Supplied passage

_____

5. Teenage Mutant Ninja Turtles Theatrical Motion Picture Proceeds.

 

(a) Under the terms of the amendment dated July 1, 2006 to the Representation Agreement, Mirage has agreed to pay 4Kids 10% of the Teenage Mutant Ninja Turtles Theatrical Motion Picture Proceeds received by Mirage from TMNT, the theatrical motion picture based on the Property released in March 2007 ("Imagi TMNT Movie"). 4Kids shall continue to have the right to receive its 10% share of any Theatrical Motion Picture Proceeds received by Mirage with respect to the Imagi TMNT Movie .

 

(b) For the avoidance of doubt, 4Kids shall have no right to receive any Theatrical Motion Picture Proceeds from the new theatrical motion picture based on the Property to be produced by Lightbox Productions and tentatively scheduled for release in late 2011.

 

6. Liquidation of Co-Op Advertising Account and Anti-Infringement Royalty Pool/ 25th Anniversary Contributions.

 

(a) Mirage and 4Kids agree that prior to December 31, 2009, 4Kids shall provide Mirage with a statement of account setting forth the amounts in the Co-Op Advertising Account and the Anti-Infringement Royalty Pool. Mirage and 4Kids shall then divide all such amounts remaining in the Co-Op Advertising Account and the Anti-Infringement Royalty Pool 50% to Mirage and 50% to 4Kids.

 

(b) Mirage and 4Kids agree that 4Kids shall have no obligation to pay for any expenses associated with the 25th anniversary of the Teenage Mutant Ninja Turtles incurred after the Closing Date.

 

 

7. 4Kids Share of Purchasers’ Payment.

 

(a) In consideration of the agreement by 4Kids to terminate the 4Kids Agreements (as such term is defined in the APA), Mirage acknowledges that pursuant to the Termination Agreement, Purchasers shall pay 4Kids on the Closing Date the sum of Ten Million Seven Hundred Fifty Thousand Dollars ($10,750,000) less Nine Hundred and Sixty-Four Thousand Two Hundred and Sixty-Four Dollars ($964,264) constituting the 4Kids proportionate share of the Holdback (as defined below in subparagraph 7 (c) of this Letter Agreement and more fully explained in Exhibit B hereto); i.e., Nine Million Seven Hundred Eighty Five Thousand Seven Hundred and Thirty Six Dollars ($9,785,736) (“4Kids Closing Payment”).

_____

Material
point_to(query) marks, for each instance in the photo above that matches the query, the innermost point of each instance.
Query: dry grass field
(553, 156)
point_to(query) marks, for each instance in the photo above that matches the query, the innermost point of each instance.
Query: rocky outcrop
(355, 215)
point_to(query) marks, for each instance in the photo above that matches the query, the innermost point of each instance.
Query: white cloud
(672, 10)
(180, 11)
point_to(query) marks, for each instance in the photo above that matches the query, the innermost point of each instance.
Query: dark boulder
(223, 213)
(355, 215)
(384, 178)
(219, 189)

_____

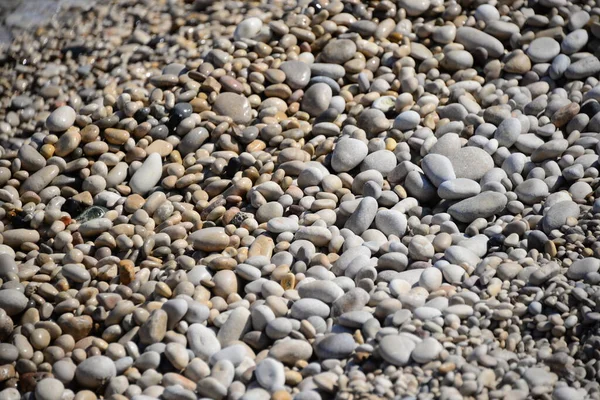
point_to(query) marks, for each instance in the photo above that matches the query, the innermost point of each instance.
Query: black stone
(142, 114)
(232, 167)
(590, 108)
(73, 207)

_____

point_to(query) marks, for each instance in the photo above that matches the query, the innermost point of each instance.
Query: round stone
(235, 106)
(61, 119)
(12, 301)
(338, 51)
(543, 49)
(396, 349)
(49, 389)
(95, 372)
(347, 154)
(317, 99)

_____

Set exercise A
In the Teenage Mutant Ninja Turtles agreement excerpt, what share of the proceeds Mirage receives from the Imagi TMNT Movie must Mirage pay 4Kids?
Set exercise B
Reproduce the part of the Teenage Mutant Ninja Turtles agreement excerpt starting with "5. Teenage Mutant" and going on through "TMNT Movie .".

Complete output A
10%

Complete output B
5. Teenage Mutant Ninja Turtles Theatrical Motion Picture Proceeds.

 

(a) Under the terms of the amendment dated July 1, 2006 to the Representation Agreement, Mirage has agreed to pay 4Kids 10% of the Teenage Mutant Ninja Turtles Theatrical Motion Picture Proceeds received by Mirage from TMNT, the theatrical motion picture based on the Property released in March 2007 ("Imagi TMNT Movie"). 4Kids shall continue to have the right to receive its 10% share of any Theatrical Motion Picture Proceeds received by Mirage with respect to the Imagi TMNT Movie .